A magnifying glass is held up in front of a computer screen displaying lines of code.
Climate models are highly complex computer programs, and they inevitably contain mistakes. Credit: Casimiro – stock.adobe.com
Source: Earth’s Future

Global climate models are software behemoths, often containing more than a million lines of code.

Inevitably, such complex models will contain mistakes, or “bugs.” But because model outputs are widely used to inform climate policy, it’s important that they generate trustworthy results.

Proske and Melsen set out to understand how climate modelers think about, identify, and address bugs. They interviewed 11 scientists and scientific programmers from the Max-Planck-Institut für Meteorologie who work on the ICON climate model.

When new code is developed for ICON, it’s screened and tested to catch bugs before being integrated into the model itself, the interviewees said.

After code is integrated, however, such testing usually stops. The code is assumed to be bug free until the model behaves weirdly or a programmer serendipitously discovers a bug while examining the code for other reasons. Even when the model crashes, it’s not necessarily a sign that a bug needs to be fixed because researchers are always making trade-offs between the speed and the stability of the model, and sometimes they simply push the model outside the bounds of what it can handle given those constraints.

Rows from a box-labeling dataset:
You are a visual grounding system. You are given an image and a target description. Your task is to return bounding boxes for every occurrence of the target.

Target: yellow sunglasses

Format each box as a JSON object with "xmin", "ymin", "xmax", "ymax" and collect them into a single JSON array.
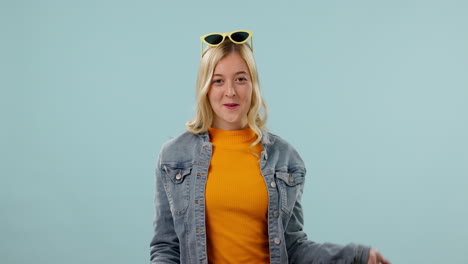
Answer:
[{"xmin": 200, "ymin": 30, "xmax": 253, "ymax": 57}]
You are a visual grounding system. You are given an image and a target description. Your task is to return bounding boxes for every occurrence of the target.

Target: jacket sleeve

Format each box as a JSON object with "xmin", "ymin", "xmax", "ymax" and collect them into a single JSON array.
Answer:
[
  {"xmin": 285, "ymin": 186, "xmax": 370, "ymax": 264},
  {"xmin": 150, "ymin": 154, "xmax": 180, "ymax": 264}
]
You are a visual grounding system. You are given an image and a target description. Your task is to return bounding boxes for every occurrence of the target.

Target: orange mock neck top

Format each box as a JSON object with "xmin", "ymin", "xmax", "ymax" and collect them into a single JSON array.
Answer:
[{"xmin": 205, "ymin": 128, "xmax": 270, "ymax": 264}]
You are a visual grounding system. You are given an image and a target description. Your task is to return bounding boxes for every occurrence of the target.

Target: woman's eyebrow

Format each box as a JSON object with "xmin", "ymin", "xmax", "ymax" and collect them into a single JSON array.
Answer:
[{"xmin": 213, "ymin": 71, "xmax": 247, "ymax": 76}]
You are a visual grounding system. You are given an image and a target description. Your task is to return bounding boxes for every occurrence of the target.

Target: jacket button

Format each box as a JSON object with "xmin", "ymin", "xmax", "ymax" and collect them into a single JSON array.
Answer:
[{"xmin": 273, "ymin": 237, "xmax": 281, "ymax": 245}]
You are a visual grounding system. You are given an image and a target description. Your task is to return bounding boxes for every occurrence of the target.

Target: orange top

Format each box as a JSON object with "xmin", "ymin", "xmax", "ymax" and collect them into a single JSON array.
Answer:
[{"xmin": 205, "ymin": 128, "xmax": 270, "ymax": 264}]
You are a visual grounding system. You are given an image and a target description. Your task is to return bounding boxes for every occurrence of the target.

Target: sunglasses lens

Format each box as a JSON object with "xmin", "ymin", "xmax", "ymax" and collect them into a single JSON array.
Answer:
[
  {"xmin": 205, "ymin": 34, "xmax": 223, "ymax": 45},
  {"xmin": 231, "ymin": 31, "xmax": 249, "ymax": 42}
]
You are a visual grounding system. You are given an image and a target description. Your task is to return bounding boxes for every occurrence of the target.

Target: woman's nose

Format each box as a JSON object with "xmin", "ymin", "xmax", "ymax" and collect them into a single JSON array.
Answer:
[{"xmin": 224, "ymin": 82, "xmax": 236, "ymax": 97}]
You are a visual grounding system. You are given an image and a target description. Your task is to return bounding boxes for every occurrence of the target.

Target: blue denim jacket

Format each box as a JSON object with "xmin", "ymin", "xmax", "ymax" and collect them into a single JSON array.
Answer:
[{"xmin": 150, "ymin": 132, "xmax": 370, "ymax": 264}]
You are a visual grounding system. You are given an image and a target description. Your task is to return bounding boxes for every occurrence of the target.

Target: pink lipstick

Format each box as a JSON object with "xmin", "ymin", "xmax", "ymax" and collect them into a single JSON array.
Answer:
[{"xmin": 224, "ymin": 104, "xmax": 239, "ymax": 110}]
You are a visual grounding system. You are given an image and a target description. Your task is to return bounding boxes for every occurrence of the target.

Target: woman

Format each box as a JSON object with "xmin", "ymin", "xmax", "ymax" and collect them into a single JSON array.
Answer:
[{"xmin": 150, "ymin": 31, "xmax": 389, "ymax": 264}]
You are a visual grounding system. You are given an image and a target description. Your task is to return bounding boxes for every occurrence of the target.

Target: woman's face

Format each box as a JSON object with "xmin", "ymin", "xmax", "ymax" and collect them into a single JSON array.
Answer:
[{"xmin": 208, "ymin": 52, "xmax": 252, "ymax": 130}]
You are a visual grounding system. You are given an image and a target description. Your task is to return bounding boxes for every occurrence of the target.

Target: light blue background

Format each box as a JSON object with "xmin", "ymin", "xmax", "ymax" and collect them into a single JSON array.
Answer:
[{"xmin": 0, "ymin": 0, "xmax": 468, "ymax": 264}]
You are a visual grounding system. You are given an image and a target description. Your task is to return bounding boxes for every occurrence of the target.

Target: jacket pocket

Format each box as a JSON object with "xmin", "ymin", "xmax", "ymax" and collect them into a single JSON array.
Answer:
[
  {"xmin": 275, "ymin": 170, "xmax": 305, "ymax": 215},
  {"xmin": 162, "ymin": 163, "xmax": 193, "ymax": 215}
]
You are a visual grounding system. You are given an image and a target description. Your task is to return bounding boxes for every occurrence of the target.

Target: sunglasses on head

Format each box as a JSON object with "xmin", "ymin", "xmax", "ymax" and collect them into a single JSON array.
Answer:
[{"xmin": 200, "ymin": 30, "xmax": 253, "ymax": 57}]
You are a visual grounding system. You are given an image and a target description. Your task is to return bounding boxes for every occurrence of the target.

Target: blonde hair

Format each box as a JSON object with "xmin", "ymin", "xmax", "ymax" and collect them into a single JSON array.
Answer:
[{"xmin": 186, "ymin": 39, "xmax": 267, "ymax": 146}]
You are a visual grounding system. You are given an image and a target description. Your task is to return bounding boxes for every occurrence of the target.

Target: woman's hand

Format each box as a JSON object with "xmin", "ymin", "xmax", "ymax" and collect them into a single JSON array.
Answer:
[{"xmin": 367, "ymin": 248, "xmax": 390, "ymax": 264}]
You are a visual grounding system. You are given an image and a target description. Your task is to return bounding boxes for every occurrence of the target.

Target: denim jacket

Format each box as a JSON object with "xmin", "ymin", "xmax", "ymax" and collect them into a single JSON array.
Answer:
[{"xmin": 150, "ymin": 131, "xmax": 369, "ymax": 264}]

### Problem to work on
Summarize the article on bugs in climate models in two sentences.

### Written answer
Global climate models often contain more than a million lines of code and inevitably have bugs, so Proske and Melsen interviewed 11 scientists and scientific programmers working on the ICON model about how they think about, identify, and address them. New code is screened and tested before it is integrated, but testing usually stops afterward, and the code is assumed to be bug free until the model behaves weirdly or someone happens upon a bug.